Exercise goal | Where does "positive" appear in the data? Return each line that holds it.

Records shown |
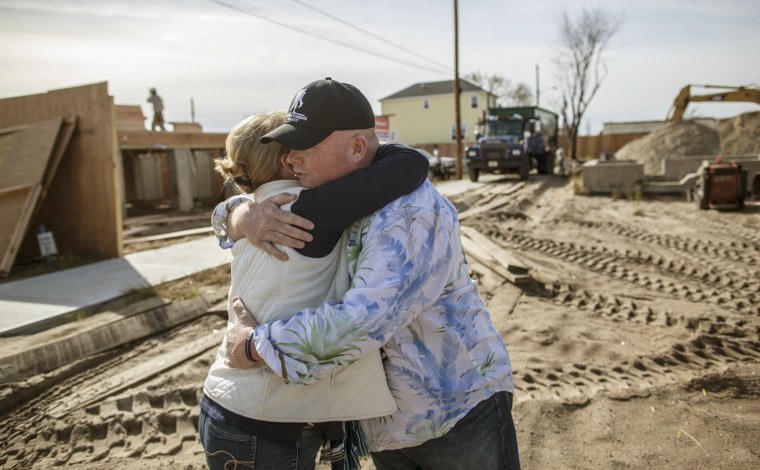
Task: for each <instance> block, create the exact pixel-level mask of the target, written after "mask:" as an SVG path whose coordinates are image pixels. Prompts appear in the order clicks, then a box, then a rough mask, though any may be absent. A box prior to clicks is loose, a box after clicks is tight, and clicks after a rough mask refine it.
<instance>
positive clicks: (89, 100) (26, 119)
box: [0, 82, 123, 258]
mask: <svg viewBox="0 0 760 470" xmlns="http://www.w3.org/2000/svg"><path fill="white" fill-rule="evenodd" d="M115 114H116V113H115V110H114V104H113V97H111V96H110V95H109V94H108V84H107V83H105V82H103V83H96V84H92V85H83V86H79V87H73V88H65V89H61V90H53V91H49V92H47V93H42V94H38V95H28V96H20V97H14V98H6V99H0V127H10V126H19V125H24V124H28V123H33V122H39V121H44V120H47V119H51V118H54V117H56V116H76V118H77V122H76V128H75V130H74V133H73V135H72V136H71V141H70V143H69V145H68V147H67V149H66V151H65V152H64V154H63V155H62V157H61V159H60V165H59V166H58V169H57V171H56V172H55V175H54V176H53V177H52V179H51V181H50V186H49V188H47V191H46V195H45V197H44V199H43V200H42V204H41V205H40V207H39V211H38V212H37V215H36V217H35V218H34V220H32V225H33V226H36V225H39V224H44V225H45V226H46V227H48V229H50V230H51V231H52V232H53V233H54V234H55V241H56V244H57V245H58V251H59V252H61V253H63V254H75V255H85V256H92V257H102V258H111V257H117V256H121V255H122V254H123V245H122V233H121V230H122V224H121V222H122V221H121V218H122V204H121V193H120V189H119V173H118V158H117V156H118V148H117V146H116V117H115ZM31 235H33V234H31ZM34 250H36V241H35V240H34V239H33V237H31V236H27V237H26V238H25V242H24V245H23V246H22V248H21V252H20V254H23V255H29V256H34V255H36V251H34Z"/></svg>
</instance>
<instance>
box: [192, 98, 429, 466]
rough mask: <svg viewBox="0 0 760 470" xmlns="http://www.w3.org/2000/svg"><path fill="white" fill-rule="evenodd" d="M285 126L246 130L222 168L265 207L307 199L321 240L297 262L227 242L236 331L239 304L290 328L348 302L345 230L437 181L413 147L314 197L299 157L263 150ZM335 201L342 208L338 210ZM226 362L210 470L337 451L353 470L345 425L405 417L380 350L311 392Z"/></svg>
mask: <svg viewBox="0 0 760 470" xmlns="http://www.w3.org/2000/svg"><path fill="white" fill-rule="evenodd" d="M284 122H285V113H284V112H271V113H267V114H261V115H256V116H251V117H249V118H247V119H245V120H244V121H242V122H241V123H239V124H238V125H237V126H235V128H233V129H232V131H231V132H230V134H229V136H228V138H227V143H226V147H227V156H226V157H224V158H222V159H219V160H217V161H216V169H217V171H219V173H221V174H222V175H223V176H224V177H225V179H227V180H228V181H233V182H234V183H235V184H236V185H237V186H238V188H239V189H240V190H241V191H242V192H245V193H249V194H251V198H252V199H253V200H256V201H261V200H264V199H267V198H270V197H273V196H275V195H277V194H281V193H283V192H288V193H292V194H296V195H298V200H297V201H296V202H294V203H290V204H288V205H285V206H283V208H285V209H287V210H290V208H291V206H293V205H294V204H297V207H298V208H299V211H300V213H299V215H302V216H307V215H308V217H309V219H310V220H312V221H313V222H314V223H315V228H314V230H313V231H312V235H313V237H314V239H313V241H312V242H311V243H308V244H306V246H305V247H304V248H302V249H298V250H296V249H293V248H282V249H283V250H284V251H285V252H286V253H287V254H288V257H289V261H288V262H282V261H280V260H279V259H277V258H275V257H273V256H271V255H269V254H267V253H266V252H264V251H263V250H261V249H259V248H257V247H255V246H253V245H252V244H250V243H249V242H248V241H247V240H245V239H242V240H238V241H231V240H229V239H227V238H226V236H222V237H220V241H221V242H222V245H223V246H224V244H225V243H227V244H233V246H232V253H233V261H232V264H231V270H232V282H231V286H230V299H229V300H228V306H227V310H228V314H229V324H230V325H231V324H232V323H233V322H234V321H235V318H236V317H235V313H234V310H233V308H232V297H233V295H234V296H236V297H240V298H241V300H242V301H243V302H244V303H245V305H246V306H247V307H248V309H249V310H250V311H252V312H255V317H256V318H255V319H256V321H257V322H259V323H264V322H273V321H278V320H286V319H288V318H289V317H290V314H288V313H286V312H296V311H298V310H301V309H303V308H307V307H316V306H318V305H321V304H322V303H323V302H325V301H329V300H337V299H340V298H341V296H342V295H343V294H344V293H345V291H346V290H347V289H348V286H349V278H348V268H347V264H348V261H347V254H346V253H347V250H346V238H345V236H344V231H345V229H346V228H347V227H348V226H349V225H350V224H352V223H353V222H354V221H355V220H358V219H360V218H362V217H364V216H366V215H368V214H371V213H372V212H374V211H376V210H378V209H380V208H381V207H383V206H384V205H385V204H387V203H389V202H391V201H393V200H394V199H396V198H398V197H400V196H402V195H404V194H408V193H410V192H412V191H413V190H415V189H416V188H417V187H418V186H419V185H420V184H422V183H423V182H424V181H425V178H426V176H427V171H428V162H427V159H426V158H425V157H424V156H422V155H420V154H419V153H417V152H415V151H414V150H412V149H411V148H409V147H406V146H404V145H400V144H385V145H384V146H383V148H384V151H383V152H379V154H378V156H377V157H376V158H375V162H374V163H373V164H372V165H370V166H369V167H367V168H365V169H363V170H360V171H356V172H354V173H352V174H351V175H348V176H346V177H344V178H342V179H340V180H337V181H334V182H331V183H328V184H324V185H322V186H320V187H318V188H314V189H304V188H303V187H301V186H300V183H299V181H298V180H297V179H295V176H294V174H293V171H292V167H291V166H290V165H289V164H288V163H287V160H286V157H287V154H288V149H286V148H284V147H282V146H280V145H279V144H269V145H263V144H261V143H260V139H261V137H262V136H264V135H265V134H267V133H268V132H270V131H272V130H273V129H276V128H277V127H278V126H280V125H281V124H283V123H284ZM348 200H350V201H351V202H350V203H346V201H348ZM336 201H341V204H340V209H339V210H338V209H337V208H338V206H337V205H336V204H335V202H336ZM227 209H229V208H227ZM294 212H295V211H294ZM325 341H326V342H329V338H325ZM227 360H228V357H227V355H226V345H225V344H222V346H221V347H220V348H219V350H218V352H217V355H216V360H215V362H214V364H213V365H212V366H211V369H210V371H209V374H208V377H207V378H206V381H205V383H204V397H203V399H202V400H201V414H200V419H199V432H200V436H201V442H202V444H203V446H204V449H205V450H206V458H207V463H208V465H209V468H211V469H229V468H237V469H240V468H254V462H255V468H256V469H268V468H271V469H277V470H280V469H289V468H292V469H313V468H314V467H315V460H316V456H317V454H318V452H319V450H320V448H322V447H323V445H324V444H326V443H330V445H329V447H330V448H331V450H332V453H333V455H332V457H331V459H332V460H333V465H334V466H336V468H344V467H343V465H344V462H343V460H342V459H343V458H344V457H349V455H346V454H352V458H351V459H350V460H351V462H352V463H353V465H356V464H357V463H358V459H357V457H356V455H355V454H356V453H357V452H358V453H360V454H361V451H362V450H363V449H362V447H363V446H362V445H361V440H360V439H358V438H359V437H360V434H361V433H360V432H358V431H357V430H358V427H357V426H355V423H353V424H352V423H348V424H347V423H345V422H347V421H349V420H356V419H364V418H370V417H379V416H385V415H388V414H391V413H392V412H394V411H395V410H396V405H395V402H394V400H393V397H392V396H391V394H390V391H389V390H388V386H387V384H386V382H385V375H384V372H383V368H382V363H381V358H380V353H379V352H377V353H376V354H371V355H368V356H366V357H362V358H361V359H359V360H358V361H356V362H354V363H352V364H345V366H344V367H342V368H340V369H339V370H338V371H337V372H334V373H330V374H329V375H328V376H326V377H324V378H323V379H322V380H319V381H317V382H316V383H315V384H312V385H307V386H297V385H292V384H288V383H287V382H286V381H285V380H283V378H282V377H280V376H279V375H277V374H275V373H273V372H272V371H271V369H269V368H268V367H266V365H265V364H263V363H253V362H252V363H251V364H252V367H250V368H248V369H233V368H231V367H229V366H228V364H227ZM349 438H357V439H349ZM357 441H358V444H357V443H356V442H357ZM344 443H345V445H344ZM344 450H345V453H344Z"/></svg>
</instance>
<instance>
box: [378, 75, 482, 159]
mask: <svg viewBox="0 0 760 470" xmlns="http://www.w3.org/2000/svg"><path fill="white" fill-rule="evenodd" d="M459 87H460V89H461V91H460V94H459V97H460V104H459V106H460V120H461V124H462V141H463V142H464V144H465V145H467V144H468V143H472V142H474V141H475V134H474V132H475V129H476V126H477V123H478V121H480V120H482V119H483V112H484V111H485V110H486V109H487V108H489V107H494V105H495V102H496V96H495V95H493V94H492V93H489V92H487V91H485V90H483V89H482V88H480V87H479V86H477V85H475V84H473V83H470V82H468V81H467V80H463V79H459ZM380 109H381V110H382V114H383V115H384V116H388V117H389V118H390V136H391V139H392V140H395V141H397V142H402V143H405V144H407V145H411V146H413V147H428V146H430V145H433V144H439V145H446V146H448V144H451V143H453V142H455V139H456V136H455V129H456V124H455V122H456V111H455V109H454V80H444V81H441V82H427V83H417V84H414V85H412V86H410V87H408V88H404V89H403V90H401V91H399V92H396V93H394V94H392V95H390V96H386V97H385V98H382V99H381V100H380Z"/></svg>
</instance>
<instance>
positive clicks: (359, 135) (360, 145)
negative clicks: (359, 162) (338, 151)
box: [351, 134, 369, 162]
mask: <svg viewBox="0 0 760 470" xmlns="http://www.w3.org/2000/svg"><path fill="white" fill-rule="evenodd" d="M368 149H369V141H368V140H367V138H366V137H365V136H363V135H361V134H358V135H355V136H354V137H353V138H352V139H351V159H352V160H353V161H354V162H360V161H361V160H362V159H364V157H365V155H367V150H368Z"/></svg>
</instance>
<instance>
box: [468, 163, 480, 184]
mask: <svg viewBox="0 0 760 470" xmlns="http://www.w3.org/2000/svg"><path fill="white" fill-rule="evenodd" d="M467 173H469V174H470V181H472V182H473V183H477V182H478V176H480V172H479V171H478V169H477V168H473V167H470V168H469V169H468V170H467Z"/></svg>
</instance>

Final answer |
positive clicks: (89, 100) (26, 119)
positive clicks: (359, 135) (360, 145)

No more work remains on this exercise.